──────── Texte à lire ────────

Réforme de l’État : Alain Claeys montre la voie

Dans une inter­view de la Nouvelle Répu­blique (24/09/15) A. Claeys nous dit tout du fonc­tion­ne­ment et des objec­tifs pour­sui­vis par le redé­cou­page de l’État qui va toujours – l’avez-vous remarqué ? – vers une struc­ture plus grosse et s’éloi­gnant du legs de la révo­lu­tion française (commune, dépar­te­ment, état) : agglo­mé­ra­tion des Régions en grandes Régions, la métro­po­li­sa­tion, la dispa­ri­tion program­mée des dépar­te­ments, le regrou­pe­ment par grandes commu­nau­tés d’ag­glo­mé­ra­tions, la réduc­tion de l’au­to­no­mie des muni­ci­pa­li­tés au profit de l’in­ter­com­mu­na­lité.

Cela vaut le coup de citer in extenso notre homme poli­tique. À une ques­tion sur les « grandes inter­com­mu­na­li­tés » il répond : « l’agran­dis­se­ment du péri­mètre de l’ag­glo­mé­ra­tion de Poitiers est indis­pen­sable pour assu­rer la péren­nité des grandes fonc­tions urbaines et pour exis­ter dans la compé­ti­tion écono­mique entre les terri­toires. Les inter­com­mu­na­li­tés doivent être puis­santes  ».

──────── Données fournies ────────

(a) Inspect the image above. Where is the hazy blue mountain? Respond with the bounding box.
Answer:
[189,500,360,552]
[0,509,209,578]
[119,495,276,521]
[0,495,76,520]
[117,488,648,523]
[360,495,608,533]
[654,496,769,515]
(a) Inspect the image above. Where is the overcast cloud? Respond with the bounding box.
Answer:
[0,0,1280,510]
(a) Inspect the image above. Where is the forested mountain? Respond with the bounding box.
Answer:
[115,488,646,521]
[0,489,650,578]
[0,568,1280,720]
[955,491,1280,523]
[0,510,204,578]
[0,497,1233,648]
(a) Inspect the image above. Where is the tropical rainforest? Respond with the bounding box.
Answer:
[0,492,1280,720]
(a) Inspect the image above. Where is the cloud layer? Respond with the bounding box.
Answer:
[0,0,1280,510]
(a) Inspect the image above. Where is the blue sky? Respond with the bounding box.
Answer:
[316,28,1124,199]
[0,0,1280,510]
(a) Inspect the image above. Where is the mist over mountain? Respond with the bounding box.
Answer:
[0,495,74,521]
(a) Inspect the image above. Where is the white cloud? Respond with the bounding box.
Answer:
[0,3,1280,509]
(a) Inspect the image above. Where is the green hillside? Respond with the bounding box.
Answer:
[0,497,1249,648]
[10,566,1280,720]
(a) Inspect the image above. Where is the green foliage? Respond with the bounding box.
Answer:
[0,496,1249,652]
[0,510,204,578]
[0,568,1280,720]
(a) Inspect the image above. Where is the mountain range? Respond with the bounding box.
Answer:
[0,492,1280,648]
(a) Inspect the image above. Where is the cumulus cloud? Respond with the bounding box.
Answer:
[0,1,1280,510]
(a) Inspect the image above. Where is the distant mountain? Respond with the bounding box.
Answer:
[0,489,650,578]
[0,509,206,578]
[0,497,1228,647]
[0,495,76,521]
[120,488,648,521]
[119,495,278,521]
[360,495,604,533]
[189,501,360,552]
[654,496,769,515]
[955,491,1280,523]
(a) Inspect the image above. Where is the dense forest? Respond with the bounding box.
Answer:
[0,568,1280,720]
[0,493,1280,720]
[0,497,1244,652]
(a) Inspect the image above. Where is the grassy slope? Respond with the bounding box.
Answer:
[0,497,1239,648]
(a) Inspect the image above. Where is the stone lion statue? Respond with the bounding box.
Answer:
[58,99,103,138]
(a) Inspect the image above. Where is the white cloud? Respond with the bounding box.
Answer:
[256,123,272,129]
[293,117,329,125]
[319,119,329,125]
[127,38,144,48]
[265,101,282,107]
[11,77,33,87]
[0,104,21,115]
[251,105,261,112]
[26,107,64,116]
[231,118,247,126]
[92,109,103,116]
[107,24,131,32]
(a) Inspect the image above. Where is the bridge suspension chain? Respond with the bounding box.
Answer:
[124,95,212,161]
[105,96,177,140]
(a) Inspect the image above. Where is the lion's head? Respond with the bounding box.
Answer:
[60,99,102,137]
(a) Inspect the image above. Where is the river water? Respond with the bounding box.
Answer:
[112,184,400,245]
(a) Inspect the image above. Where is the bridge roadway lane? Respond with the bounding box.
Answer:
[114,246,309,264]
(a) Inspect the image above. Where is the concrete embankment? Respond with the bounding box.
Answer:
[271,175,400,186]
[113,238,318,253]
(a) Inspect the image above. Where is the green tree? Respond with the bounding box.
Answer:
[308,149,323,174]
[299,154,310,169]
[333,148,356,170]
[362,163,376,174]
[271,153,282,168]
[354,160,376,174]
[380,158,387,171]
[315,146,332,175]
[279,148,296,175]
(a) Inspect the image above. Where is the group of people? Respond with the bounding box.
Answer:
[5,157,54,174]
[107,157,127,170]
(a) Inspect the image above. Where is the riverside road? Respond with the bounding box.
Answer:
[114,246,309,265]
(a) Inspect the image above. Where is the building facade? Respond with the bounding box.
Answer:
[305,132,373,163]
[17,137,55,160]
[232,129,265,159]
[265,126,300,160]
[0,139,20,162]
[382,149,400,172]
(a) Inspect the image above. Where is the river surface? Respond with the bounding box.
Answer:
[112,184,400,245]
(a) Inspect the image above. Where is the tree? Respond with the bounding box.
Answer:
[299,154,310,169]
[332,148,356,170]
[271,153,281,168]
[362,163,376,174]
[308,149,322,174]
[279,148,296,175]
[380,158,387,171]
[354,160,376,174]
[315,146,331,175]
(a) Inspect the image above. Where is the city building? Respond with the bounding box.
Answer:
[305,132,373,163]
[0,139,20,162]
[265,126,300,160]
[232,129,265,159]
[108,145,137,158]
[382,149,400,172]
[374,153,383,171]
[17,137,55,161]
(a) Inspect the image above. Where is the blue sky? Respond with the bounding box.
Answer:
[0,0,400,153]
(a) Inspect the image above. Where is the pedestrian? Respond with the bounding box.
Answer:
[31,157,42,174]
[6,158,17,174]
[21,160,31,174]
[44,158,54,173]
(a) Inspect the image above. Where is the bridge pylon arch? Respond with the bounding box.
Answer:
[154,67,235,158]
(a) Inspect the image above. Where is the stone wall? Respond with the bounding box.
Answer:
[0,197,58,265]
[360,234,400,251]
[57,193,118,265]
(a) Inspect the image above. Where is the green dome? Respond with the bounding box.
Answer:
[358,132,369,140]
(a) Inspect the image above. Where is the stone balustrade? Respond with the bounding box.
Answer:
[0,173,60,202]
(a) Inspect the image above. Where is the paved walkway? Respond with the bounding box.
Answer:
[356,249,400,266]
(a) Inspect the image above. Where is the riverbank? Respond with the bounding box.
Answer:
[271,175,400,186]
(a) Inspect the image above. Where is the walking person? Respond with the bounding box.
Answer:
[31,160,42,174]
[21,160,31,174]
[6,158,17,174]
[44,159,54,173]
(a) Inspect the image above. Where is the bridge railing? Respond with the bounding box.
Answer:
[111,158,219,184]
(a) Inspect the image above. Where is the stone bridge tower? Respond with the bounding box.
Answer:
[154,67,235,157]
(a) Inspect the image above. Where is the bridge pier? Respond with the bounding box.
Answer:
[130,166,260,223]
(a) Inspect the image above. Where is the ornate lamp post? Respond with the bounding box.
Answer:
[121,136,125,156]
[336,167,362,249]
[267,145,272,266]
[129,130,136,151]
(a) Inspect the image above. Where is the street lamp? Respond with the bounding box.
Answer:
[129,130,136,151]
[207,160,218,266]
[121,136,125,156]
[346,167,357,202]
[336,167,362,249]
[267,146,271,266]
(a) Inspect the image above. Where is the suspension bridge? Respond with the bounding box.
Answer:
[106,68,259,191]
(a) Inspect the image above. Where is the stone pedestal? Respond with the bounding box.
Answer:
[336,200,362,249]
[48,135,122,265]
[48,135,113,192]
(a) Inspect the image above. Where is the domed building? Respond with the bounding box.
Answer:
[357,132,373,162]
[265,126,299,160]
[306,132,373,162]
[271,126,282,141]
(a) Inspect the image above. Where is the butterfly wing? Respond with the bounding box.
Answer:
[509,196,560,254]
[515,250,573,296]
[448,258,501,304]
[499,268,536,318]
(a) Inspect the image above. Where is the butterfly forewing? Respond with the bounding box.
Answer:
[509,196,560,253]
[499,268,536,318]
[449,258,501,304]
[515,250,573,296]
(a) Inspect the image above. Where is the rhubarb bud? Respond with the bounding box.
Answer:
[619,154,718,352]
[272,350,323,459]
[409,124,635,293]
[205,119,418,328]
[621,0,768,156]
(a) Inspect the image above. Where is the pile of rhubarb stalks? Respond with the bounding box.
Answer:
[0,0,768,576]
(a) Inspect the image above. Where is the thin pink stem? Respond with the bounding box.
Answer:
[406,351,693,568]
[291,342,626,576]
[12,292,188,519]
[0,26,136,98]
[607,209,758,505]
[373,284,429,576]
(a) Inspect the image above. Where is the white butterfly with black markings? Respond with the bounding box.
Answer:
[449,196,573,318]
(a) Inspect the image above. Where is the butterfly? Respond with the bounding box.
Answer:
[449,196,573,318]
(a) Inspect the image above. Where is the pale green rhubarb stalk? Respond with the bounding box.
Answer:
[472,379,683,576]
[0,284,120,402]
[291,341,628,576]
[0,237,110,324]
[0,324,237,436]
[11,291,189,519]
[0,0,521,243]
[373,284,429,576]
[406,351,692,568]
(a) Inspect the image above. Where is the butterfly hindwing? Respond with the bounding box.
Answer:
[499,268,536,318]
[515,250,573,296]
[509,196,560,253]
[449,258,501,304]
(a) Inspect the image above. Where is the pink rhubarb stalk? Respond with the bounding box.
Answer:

────────
──────── Données fournies ────────

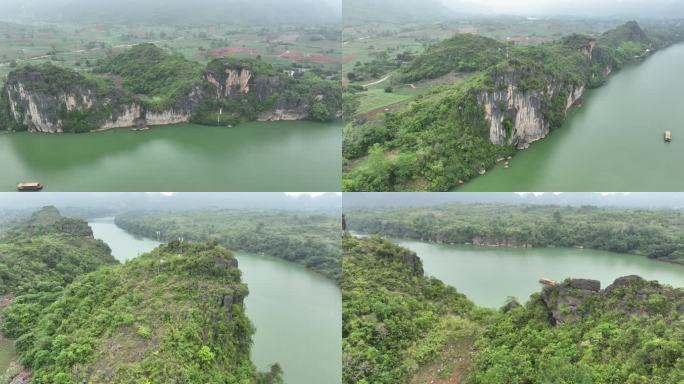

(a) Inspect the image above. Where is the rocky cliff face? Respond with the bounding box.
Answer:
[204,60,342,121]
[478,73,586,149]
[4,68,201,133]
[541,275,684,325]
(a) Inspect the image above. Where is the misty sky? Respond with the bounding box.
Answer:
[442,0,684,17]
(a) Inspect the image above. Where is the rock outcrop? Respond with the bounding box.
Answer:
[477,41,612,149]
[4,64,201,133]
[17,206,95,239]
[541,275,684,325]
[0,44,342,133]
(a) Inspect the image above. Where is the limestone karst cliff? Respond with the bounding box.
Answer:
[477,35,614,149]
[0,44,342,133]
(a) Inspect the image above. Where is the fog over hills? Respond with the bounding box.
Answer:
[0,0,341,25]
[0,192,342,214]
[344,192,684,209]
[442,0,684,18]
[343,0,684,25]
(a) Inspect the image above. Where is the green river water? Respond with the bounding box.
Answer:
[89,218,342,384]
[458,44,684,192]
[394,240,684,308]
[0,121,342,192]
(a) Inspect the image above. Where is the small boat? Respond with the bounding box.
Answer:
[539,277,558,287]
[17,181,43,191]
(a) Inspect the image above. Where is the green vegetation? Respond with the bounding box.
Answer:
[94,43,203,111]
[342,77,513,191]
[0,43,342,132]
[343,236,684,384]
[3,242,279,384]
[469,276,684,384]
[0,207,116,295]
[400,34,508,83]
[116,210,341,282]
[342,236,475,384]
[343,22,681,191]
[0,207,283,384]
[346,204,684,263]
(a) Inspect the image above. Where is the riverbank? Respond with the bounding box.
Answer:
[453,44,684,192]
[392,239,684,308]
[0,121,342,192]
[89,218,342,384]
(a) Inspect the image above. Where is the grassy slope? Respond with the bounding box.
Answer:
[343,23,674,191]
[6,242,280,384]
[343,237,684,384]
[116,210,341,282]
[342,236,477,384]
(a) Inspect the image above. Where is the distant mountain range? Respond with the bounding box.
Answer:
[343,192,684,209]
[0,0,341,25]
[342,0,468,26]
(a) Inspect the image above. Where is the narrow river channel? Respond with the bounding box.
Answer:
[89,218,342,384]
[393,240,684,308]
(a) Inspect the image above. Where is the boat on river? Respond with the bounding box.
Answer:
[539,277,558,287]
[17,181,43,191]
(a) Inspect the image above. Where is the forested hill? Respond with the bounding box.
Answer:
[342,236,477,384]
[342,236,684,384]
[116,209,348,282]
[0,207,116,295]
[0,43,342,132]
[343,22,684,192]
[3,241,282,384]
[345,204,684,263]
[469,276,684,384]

────────
──────── Données fournies ────────

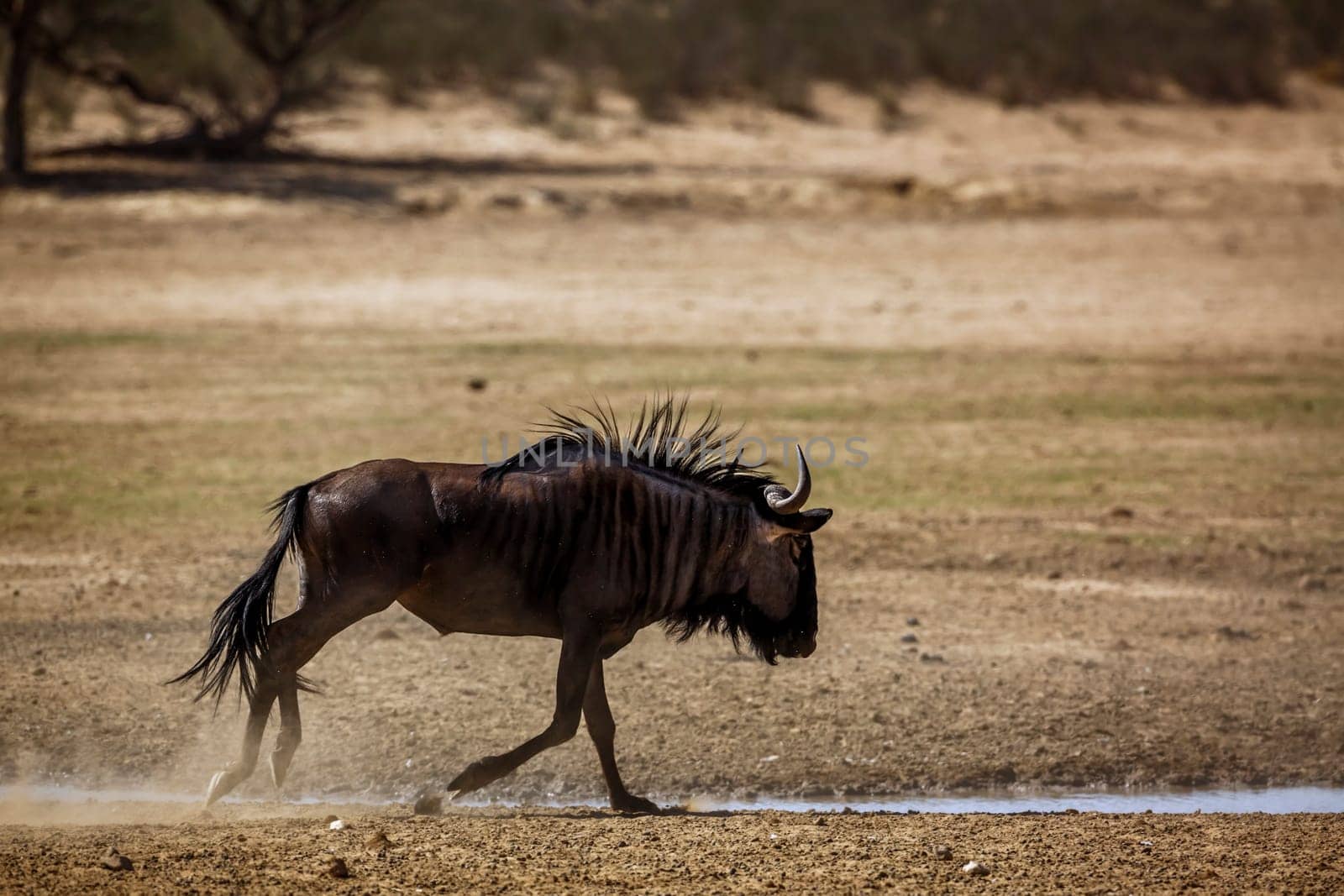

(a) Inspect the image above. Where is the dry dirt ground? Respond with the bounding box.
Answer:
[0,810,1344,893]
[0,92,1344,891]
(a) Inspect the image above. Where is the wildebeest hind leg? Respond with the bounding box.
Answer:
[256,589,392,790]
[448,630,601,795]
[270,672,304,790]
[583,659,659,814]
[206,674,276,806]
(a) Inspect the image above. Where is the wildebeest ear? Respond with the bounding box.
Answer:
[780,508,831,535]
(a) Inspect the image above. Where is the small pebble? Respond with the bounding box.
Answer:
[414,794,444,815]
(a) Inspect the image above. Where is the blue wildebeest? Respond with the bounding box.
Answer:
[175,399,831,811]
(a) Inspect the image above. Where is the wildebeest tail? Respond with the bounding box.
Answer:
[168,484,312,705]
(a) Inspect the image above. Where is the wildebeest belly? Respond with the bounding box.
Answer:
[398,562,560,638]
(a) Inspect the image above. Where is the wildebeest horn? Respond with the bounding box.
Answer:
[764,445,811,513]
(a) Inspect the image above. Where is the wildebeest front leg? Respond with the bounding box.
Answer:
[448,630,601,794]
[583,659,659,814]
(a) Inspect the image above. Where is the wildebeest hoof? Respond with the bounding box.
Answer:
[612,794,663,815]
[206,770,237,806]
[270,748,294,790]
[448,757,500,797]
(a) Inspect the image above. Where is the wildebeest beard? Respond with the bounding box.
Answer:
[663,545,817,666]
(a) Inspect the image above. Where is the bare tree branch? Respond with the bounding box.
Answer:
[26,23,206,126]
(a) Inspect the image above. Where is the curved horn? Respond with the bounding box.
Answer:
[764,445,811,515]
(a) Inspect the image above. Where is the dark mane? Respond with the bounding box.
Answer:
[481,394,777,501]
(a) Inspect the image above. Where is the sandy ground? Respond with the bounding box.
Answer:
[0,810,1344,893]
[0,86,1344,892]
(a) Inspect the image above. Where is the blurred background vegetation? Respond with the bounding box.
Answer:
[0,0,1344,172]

────────

Travail à faire
Rédigez la suite de l'article sur la réforme de l'État et les propos d'Alain Claeys, en reprenant juste après sa dernière phrase.

Réponse attendue
Dans cette phrase il a deux infor­ma­tions impor­tantes. La première c’est que l’État va conti­nuer son désen­ga­ge­ment au profit des nouvelles collec­ti­vi­tés terri­to­riales (« assu­rer la péren­nité »). La deuxième c’est que le but de ces nouvelles insti­tu­tions c’est d’orien­ter le fonc­tion­ne­ment des insti­tu­tions d’abord et avant tout vers la compé­ti­tion écono­mique, d’im­po­ser une mise en concur­rence des nouveaux terri­toires entre eux et cesser de prétendre exis­ter pour la satis­fac­tion (réali­sée ou pas) des besoins de la popu­la­tion. Il s’agit donc d’in­tro­duire le fonc­tion­ne­ment du capi­ta­lisme dans ce qui y échap­pait jusqu’a­lors en partie (collec­ti­vi­tés terri­to­riales, de la même façon dans les services publics, les statuts et conven­tions collec­tives, etc). Il s’agit, pour dire les choses autre­ment, de mettre en œuvre la « concur­rence libre et non faus­sée », base idéo­lo­gique de l’Union Euro­péenne, injonc­tion des trans­na­tio­nales. Dans cette histoire il n’y a pas de place pour l’épais­seur histo­rique des terri­toires et le débat démo­cra­tique.

Bien sûr ce genre de fonc­tion­ne­ment – c’est une consta­ta­tion – ne marche que pour concen­trer encore plus les richesses vers les très riches. La popu­la­tion à tout à perdre à un fonc­tion­ne­ment ainsi de l’État. A. Claeys le sait. L’éche­lon dépar­te­men­tal se spécia­li­sera donc. Il ne sert plus qu’à s’oc­cu­per de la soli­da­rité : «  les dépar­te­ments ont perdu leur compé­tence géné­rale. Ils sont centrés sur une mission centrale qui est la soli­da­rité  ». En clair, exit les choix poli­tiques, bien­ve­nue à l’ad­mi­nis­tra­tion des choses. Il y aura les insti­tu­tions qui s’oc­cu­pe­ront du busi­ness (la grande Région) et celle (le dépar­te­ment) qui sera la voiture balai du capi­ta­lisme triom­phant, qui s’oc­cu­pera de l’ad­mi­nis­tra­tion de la misère et des dégâts provoqués.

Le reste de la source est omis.